(Outline entries for labeled areas)

▼

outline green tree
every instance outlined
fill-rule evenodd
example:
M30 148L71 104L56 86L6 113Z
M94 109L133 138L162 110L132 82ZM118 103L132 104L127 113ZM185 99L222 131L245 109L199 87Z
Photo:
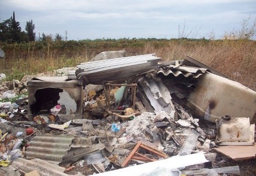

▲

## [EXERCISE DIRECTIONS]
Transcribe every line of the records above verbatim, omitting the pictures.

## [TASK RESPONSE]
outline green tree
every instance outlined
fill-rule evenodd
example:
M30 148L71 104L56 86L6 113Z
M94 109L133 138L162 110L132 82ZM118 103L132 104L127 113ZM185 99L222 131L245 109L199 87Z
Photo:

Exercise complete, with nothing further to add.